For this exercise, repeat all of the material verbatim apart from its images.

RECORDED DATA →
———

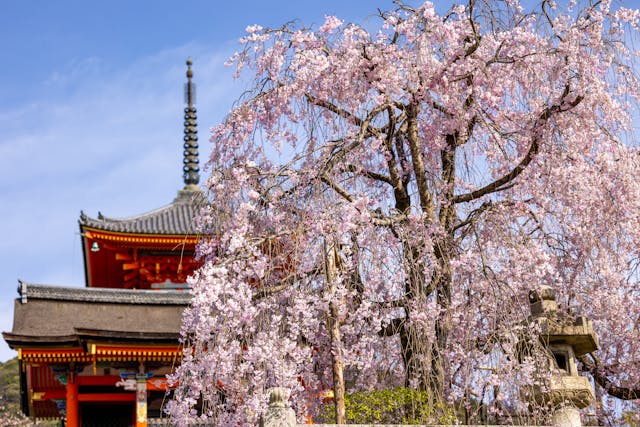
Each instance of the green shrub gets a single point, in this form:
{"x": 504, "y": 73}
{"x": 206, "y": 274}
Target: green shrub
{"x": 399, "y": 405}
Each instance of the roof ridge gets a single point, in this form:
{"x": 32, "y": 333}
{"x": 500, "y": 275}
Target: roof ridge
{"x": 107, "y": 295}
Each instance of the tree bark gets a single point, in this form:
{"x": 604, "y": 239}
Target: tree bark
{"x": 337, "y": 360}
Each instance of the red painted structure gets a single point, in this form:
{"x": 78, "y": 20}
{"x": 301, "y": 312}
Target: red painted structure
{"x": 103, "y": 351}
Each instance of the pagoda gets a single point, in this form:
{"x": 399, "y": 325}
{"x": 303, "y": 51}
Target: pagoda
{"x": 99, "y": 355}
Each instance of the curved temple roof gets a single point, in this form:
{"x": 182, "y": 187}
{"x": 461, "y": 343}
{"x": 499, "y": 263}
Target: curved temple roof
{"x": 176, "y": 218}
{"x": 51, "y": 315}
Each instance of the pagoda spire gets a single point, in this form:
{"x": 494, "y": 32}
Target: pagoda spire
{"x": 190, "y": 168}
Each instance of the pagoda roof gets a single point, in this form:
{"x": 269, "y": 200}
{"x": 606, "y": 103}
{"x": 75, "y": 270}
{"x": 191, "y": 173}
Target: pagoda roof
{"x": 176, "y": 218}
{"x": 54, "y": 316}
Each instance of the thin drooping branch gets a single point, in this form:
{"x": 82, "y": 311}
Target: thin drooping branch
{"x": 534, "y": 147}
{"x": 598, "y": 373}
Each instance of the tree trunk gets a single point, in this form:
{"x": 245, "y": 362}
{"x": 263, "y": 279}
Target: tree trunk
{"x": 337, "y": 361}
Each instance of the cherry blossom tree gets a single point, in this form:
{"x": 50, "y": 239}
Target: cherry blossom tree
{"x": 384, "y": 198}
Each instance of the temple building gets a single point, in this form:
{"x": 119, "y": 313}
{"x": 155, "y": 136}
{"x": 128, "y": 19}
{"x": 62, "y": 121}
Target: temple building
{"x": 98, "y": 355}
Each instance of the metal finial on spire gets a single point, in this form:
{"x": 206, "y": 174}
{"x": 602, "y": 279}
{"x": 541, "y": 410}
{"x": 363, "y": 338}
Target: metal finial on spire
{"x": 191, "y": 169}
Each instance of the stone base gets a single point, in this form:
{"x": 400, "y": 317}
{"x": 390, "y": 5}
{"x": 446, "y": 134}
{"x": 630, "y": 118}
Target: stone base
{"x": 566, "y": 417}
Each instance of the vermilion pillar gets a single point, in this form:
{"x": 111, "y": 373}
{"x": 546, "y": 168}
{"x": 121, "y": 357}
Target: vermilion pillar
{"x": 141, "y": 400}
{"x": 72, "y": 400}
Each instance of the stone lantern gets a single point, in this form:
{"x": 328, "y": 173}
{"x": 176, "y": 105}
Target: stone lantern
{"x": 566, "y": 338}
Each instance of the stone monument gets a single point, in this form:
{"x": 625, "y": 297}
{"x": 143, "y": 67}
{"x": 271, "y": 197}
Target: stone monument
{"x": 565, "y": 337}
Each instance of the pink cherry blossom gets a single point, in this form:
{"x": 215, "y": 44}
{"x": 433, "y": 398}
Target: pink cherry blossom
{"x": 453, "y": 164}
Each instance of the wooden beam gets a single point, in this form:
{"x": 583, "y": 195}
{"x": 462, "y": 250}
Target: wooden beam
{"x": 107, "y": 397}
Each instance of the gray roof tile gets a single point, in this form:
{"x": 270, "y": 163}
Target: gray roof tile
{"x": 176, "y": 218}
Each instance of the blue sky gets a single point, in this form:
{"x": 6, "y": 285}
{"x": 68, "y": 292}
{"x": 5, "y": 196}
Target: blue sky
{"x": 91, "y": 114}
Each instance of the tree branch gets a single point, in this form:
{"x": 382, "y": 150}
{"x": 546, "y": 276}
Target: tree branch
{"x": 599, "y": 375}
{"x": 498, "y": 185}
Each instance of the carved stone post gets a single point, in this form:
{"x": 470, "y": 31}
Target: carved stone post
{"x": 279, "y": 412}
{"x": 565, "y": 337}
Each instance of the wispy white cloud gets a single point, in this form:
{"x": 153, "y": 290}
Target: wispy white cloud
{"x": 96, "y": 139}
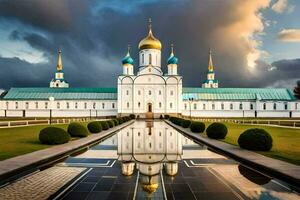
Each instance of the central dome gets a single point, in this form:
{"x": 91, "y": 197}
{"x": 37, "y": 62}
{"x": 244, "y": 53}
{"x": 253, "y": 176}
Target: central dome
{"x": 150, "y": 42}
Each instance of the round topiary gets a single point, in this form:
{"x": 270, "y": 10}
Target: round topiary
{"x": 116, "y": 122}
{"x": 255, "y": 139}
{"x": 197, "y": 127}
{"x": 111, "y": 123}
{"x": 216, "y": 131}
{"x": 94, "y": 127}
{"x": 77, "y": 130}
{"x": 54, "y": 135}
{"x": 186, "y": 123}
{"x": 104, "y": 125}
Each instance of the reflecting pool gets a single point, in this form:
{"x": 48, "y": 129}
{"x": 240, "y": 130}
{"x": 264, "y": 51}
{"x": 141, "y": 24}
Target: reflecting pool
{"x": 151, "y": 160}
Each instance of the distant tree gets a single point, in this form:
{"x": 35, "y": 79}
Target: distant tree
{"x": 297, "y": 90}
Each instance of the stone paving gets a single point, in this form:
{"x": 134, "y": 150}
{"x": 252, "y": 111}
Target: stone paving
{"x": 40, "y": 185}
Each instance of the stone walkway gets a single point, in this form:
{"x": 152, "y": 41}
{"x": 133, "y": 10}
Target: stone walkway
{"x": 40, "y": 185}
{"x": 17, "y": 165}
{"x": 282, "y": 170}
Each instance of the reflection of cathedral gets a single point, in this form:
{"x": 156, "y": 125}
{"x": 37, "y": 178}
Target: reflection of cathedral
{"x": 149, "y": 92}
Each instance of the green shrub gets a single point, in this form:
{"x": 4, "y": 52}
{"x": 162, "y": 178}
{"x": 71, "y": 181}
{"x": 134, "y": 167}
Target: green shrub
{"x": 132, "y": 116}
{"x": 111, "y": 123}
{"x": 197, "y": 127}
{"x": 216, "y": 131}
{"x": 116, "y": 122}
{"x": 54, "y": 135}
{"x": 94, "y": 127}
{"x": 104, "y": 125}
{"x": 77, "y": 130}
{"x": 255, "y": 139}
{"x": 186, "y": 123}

———

REPLY TO THE EXERCISE →
Each instance of the green shrub gets a single point, in this form:
{"x": 504, "y": 73}
{"x": 206, "y": 274}
Target: green shrub
{"x": 399, "y": 405}
Each instance of the roof ridge gets a single point, in this form:
{"x": 32, "y": 333}
{"x": 500, "y": 275}
Target: roof ridge
{"x": 107, "y": 295}
Each instance of the tree bark gets a single point, in this form:
{"x": 604, "y": 239}
Target: tree bark
{"x": 337, "y": 360}
Each instance of the red painted structure gets a single point, in this form:
{"x": 78, "y": 20}
{"x": 301, "y": 312}
Target: red painted structure
{"x": 103, "y": 351}
Each instance of the pagoda gets a single point, in this form:
{"x": 399, "y": 325}
{"x": 303, "y": 51}
Target: pagoda
{"x": 99, "y": 355}
Each instance of the curved temple roof gets a single point, in this form:
{"x": 182, "y": 187}
{"x": 461, "y": 343}
{"x": 499, "y": 263}
Target: curved temple roof
{"x": 176, "y": 218}
{"x": 51, "y": 315}
Each instance of the pagoda spire gets a single point, in this form:
{"x": 494, "y": 32}
Target: pagoda spire
{"x": 190, "y": 168}
Each instance of the pagoda roof gets a single point, in this form:
{"x": 269, "y": 200}
{"x": 606, "y": 103}
{"x": 75, "y": 270}
{"x": 191, "y": 173}
Target: pagoda roof
{"x": 176, "y": 218}
{"x": 54, "y": 316}
Each instance of the thin drooping branch gets a single point, in this form:
{"x": 82, "y": 311}
Target: thin drooping branch
{"x": 534, "y": 147}
{"x": 598, "y": 373}
Each instance of the tree trunk gets a single point, in this form:
{"x": 245, "y": 362}
{"x": 263, "y": 279}
Target: tree trunk
{"x": 337, "y": 361}
Each instance of the cherry blossom tree gets a single point, in this form:
{"x": 50, "y": 239}
Target: cherry blossom tree
{"x": 384, "y": 198}
Each instance of the temple building gets a single point, in this form:
{"x": 119, "y": 313}
{"x": 155, "y": 136}
{"x": 128, "y": 19}
{"x": 62, "y": 121}
Target: temple building
{"x": 98, "y": 355}
Each instance of the metal finial on spire gets a single point, in this form:
{"x": 206, "y": 174}
{"x": 602, "y": 279}
{"x": 541, "y": 410}
{"x": 363, "y": 338}
Target: metal finial on spire
{"x": 191, "y": 169}
Each instance of the stone base gets a single point, in this form:
{"x": 400, "y": 317}
{"x": 390, "y": 5}
{"x": 446, "y": 134}
{"x": 630, "y": 118}
Target: stone base
{"x": 566, "y": 417}
Each instance of the vermilion pillar gets a single point, in this form:
{"x": 111, "y": 373}
{"x": 546, "y": 168}
{"x": 121, "y": 357}
Target: vermilion pillar
{"x": 141, "y": 400}
{"x": 72, "y": 400}
Each instance of the stone lantern gets a single point, in this form:
{"x": 328, "y": 173}
{"x": 176, "y": 105}
Target: stone lantern
{"x": 566, "y": 338}
Each instance of the stone monument gets a single point, in this form:
{"x": 625, "y": 297}
{"x": 143, "y": 67}
{"x": 271, "y": 197}
Target: stone monument
{"x": 565, "y": 337}
Each instance of the pink cherry blossom gets a single point, in this form:
{"x": 215, "y": 44}
{"x": 433, "y": 398}
Target: pink cherry blossom
{"x": 453, "y": 164}
Each instance of the wooden beam gets a single point, in this form:
{"x": 583, "y": 195}
{"x": 462, "y": 250}
Target: wooden beam
{"x": 107, "y": 397}
Each instance of the gray roof tile gets a single point, in this form:
{"x": 270, "y": 163}
Target: gray roof tile
{"x": 176, "y": 218}
Each instance of the blue sky gets a single point, in this form:
{"x": 6, "y": 285}
{"x": 68, "y": 292}
{"x": 5, "y": 196}
Target: blue sky
{"x": 91, "y": 114}
Each instance of the tree branch gets a single point, in this form:
{"x": 382, "y": 150}
{"x": 546, "y": 276}
Target: tree branch
{"x": 599, "y": 375}
{"x": 498, "y": 185}
Each instance of the carved stone post gets a single point, in this form:
{"x": 470, "y": 31}
Target: carved stone post
{"x": 279, "y": 412}
{"x": 565, "y": 337}
Each instance of the wispy white cloud gets a single point, in this form:
{"x": 153, "y": 290}
Target: wispy white cloud
{"x": 96, "y": 139}
Each instance of the central dome gets a single point, in this form:
{"x": 91, "y": 197}
{"x": 37, "y": 62}
{"x": 244, "y": 53}
{"x": 253, "y": 176}
Target: central dome
{"x": 150, "y": 42}
Each instance of the round topiary gets a single point, in this form:
{"x": 270, "y": 10}
Target: round topiary
{"x": 116, "y": 122}
{"x": 255, "y": 139}
{"x": 197, "y": 127}
{"x": 111, "y": 123}
{"x": 216, "y": 131}
{"x": 94, "y": 127}
{"x": 77, "y": 130}
{"x": 54, "y": 135}
{"x": 186, "y": 123}
{"x": 104, "y": 125}
Each instance of the reflecting pool gets a single point, in this form:
{"x": 48, "y": 129}
{"x": 240, "y": 130}
{"x": 264, "y": 51}
{"x": 141, "y": 24}
Target: reflecting pool
{"x": 151, "y": 160}
Each instance of the distant tree gets a single point, in this form:
{"x": 35, "y": 79}
Target: distant tree
{"x": 297, "y": 90}
Each instance of the stone paving gets a single point, in this form:
{"x": 134, "y": 150}
{"x": 252, "y": 111}
Target: stone paving
{"x": 40, "y": 185}
Each instance of the stone walkway gets a single point, in this form:
{"x": 152, "y": 41}
{"x": 133, "y": 10}
Target: stone walkway
{"x": 40, "y": 185}
{"x": 17, "y": 165}
{"x": 282, "y": 170}
Each instance of the reflection of cathedral gets a single point, in this form:
{"x": 156, "y": 125}
{"x": 37, "y": 178}
Target: reflection of cathedral
{"x": 149, "y": 92}
Each instance of the green shrub gets a single point, in this form:
{"x": 4, "y": 52}
{"x": 162, "y": 178}
{"x": 71, "y": 181}
{"x": 134, "y": 167}
Target: green shrub
{"x": 132, "y": 116}
{"x": 111, "y": 123}
{"x": 197, "y": 127}
{"x": 216, "y": 131}
{"x": 116, "y": 122}
{"x": 54, "y": 135}
{"x": 94, "y": 127}
{"x": 104, "y": 125}
{"x": 77, "y": 130}
{"x": 255, "y": 139}
{"x": 186, "y": 123}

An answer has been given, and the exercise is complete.